Try it:
In the patent claims below, which numbered claims refer directly back to claim 1?

Given text:
________________

13. The method of claim 1, wherein said plurality of non-promoter cis-regulatory sequences are selected from enhancer and repressor elements, comprise at least one repressor element, comprise at least 4 distinct cis-regulatory sequences or a combination thereof.
14. (canceled)
15. (canceled)
16. (canceled)
17. (canceled)
18. The method of claim 1, wherein said determining comprises at least one of:
a. testing each of said plurality of non-promoter cis-regulatory sequences in an expression assay, wherein said assay measures the regulatory effect of a non-promoter cis-regulatory sequence on expression of a coding sequence and wherein said testing comprises testing methylated and unmethylated copies of each of said plurality of non-promoter cis-regulatory sequences;
b. comparing said received measurements to a database comprising potential driver genes, methylation status of non-promoter cis-regulatory sequences of said database genes, and regulatory effects of said non-promoter cis regulatory sequences on said database genes; and
c. applying a machine learning algorithm to said received measurements, wherein said machine learning algorithm has been trained on non-promoter cis-regulatory sequences with known methylation status and known regulatory effect on a driver gene.
19. (canceled)
20. The method of claim 18 or 19, wherein said determining comprises applying a machine learning model and wherein said machine learning algorithm has been trained on:
a. single non-promoter cis-regulatory sequences;
b. genes and at least one of each gene's non-promoter cis-regulatory sequences;
c. genes and a plurality of each gene's non-promoter cis-regulatory sequences; or
d. genes and all of each gene's non-promoter cis-regulatory sequences.
21. The method of claim 1, wherein said predetermined threshold is derived from a predetermined standard regulatory effect for said non-promoter cis-regulatory sequences of said at least one potential driver gene, and wherein said predetermined standard regulatory effect is determined in any one of:
a. cells grown in culture;
b. cells from a healthy subject; and
c. cells from a subject suffering from a pathological condition.
22. (canceled)
23. The method of claim 1, further comprising confirming aberrant expression of said selected driver gene in a sample from said subject.
24. The method of claim 1, wherein said pathological condition is cancer.
25. The method of claim 24, wherein said cancer is glioblastoma.
26. The method of claim 24, wherein a potential driver gene is any one of the driver genes provided in Table 3 or any of the genes provided in Table 6 or wherein total regulatory effect on a panel of driver genes are determined, and said panel is selected from the genes provided in Table 6.
27. (canceled)
28. (canceled)
29. The method of claim 1, for diagnosing a pathological condition or increased risk of developing a pathological condition.
30. The method of claim 1, further comprising administering a medicament that targets said driver, DNA methylation, or DNA methylation machinery.
31. A kit, comprising nucleotide probes that hybridize to non-promoter cis-regulatory sequences of a plurality of genes selected from genes provided in Table 3, Table 4 or Table 6.
32. The kit of claim 31, wherein at least one of:
a. said plurality of genes is selected from the genes provided in Table 6;
b. said non-promoter cis-regulatory sequences are located between genomic positions provided in Table 4; and
c, wherein said probes are selected from SEQ ID NO: 28-38077.
33. (canceled)
34. (canceled)
35. (canceled)
36. A computer program product for determining a driver gene for a pathological condition, comprising a non-transitory computer-readable storage medium having program code embodied thereon, the program code executable by at least one hardware processor to:
a. receive measurements of DNA methylation within a plurality of non-promoter cis-regulatory sequences;
b. determine from said received measurements a total regulatory effect of non-promoter cis-regulatory sequences upon at least one potential driver gene of said pathological condition; and
c. select said at least one potential driver gene as a driver of said pathological condition when said total regulatory effect is beyond a predetermined threshold.

________________

[Extracted records]

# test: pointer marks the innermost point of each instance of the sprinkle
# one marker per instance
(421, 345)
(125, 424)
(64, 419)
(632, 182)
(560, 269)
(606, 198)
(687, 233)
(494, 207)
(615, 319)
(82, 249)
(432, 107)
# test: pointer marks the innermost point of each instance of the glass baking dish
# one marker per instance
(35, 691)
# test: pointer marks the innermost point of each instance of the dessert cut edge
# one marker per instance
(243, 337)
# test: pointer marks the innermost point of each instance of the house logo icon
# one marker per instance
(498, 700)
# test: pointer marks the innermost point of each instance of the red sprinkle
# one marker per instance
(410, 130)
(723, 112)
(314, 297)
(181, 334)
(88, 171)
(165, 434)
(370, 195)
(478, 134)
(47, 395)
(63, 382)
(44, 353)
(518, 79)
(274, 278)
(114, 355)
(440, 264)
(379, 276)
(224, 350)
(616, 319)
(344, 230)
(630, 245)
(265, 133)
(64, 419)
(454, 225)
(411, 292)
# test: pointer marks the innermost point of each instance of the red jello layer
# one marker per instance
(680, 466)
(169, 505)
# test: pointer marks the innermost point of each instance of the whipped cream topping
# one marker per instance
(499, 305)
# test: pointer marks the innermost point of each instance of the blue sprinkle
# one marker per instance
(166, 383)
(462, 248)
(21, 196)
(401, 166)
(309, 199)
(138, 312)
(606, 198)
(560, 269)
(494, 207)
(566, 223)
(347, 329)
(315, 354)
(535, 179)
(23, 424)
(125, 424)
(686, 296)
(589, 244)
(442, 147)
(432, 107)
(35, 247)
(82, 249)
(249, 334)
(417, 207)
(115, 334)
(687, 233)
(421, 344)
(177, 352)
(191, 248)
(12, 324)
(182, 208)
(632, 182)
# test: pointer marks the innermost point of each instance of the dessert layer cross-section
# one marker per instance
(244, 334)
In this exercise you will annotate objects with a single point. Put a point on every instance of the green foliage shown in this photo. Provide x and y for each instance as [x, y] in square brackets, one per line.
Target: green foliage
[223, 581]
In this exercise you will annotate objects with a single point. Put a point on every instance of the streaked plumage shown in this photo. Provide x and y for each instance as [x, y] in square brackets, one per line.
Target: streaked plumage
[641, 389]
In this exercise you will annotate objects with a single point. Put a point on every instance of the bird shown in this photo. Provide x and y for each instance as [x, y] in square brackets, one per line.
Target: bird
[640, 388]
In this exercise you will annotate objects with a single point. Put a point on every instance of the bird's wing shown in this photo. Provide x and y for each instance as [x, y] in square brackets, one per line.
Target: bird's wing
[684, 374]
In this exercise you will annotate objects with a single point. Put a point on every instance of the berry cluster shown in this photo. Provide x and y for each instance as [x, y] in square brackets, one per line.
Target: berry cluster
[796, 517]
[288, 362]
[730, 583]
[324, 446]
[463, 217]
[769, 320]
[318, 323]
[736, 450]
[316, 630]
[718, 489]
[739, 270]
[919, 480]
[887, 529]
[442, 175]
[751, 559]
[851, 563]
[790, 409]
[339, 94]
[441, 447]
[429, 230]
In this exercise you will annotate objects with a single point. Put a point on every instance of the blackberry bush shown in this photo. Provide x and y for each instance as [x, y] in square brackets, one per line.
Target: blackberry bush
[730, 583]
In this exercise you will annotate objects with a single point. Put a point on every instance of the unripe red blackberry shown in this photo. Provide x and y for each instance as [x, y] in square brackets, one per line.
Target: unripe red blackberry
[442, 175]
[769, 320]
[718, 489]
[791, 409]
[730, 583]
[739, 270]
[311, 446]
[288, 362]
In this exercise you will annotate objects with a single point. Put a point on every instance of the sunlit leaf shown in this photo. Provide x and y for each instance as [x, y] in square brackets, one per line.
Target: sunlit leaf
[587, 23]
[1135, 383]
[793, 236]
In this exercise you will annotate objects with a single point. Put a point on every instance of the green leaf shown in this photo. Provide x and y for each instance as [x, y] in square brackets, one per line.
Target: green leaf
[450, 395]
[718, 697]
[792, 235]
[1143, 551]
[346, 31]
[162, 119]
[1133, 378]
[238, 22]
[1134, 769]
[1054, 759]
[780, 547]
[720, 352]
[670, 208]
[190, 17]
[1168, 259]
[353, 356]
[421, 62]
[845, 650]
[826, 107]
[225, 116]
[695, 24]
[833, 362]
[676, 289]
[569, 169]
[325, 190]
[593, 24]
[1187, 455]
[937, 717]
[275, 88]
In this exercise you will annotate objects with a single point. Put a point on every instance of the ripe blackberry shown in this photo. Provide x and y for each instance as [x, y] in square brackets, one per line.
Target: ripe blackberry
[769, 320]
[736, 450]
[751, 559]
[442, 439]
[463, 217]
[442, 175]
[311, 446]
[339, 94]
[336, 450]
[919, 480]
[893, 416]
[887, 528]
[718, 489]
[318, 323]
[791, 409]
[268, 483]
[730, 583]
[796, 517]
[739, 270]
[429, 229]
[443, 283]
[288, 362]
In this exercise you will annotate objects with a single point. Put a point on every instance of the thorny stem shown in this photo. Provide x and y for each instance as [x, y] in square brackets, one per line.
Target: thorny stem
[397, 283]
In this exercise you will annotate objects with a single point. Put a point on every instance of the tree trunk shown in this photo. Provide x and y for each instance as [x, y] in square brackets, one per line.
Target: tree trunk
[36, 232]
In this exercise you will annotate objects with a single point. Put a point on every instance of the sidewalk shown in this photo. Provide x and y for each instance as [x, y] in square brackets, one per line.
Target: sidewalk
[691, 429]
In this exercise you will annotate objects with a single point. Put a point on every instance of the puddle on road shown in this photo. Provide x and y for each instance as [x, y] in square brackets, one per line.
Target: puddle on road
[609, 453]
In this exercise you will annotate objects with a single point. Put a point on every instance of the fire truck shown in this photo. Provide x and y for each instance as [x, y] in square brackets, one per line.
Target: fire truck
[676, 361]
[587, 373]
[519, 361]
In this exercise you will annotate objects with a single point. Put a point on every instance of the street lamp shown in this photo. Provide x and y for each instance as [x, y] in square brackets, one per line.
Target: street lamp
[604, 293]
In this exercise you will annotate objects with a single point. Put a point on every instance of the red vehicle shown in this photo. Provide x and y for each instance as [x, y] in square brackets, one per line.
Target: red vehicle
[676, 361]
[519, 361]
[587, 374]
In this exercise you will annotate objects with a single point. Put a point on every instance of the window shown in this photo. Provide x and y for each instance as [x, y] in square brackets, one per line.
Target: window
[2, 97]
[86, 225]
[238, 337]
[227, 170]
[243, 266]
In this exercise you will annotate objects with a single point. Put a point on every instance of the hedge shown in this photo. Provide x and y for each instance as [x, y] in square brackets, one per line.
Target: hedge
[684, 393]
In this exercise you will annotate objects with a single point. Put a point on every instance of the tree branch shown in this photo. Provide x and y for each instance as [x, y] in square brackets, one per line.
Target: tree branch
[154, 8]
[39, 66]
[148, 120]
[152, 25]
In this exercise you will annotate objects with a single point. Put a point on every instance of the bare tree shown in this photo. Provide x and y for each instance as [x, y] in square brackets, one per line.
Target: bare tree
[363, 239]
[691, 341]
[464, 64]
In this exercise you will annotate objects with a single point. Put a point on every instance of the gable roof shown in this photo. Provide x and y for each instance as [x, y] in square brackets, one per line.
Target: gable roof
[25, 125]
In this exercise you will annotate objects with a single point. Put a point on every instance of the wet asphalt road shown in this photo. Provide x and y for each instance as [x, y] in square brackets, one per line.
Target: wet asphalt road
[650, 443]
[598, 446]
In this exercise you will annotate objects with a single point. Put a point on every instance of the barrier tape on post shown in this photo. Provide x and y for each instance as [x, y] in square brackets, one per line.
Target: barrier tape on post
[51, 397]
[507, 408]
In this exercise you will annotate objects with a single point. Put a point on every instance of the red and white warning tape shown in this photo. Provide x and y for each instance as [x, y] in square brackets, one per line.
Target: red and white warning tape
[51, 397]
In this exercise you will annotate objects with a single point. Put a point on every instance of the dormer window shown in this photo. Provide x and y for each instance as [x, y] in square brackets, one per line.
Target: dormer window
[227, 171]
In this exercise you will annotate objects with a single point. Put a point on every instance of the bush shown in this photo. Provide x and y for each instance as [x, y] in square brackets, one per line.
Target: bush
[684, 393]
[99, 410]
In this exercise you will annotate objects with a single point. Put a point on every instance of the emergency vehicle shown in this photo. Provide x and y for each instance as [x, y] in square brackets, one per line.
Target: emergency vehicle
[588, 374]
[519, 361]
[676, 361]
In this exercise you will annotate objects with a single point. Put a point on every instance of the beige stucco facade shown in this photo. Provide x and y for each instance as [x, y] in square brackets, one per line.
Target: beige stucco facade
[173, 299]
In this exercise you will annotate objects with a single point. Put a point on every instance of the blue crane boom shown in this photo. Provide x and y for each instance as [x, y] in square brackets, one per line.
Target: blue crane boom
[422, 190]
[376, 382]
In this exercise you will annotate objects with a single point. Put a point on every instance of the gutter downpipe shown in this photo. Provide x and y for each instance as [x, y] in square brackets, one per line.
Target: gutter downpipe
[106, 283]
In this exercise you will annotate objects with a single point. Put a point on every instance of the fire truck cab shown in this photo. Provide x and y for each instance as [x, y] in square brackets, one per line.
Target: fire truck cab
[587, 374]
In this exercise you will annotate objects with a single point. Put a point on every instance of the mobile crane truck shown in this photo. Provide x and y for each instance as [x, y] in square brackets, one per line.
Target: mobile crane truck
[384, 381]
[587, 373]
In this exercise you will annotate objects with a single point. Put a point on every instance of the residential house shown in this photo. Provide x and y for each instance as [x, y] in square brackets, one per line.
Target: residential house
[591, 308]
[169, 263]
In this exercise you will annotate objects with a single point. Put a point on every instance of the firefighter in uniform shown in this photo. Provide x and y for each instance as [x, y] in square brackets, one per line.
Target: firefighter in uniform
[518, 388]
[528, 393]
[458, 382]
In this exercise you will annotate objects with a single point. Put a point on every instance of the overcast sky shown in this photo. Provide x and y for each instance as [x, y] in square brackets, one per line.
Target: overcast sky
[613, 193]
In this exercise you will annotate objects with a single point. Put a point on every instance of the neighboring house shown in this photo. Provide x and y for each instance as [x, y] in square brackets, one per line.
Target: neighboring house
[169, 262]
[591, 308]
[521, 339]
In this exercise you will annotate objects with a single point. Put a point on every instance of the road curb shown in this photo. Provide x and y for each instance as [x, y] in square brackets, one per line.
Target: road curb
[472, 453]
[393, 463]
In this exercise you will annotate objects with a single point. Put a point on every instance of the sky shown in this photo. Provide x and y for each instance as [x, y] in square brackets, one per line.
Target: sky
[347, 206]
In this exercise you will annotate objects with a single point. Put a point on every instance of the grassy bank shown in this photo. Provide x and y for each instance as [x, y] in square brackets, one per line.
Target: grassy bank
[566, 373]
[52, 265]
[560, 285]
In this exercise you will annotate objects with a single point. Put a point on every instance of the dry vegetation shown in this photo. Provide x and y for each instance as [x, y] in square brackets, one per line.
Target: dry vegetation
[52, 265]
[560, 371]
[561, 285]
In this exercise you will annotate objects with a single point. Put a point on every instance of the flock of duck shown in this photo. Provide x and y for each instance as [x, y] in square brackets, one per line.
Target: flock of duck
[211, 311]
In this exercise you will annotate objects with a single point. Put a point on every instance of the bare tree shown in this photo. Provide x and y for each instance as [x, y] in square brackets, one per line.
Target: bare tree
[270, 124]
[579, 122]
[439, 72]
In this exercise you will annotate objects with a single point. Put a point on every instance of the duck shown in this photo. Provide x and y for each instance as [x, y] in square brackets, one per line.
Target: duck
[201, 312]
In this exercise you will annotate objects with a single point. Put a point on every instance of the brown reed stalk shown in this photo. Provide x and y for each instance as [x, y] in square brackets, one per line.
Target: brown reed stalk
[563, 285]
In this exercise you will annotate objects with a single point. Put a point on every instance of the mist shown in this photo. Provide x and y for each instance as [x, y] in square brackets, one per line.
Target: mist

________________

Answer to the problem:
Claims 13, 18, 21, 23, 24, 29 and 30.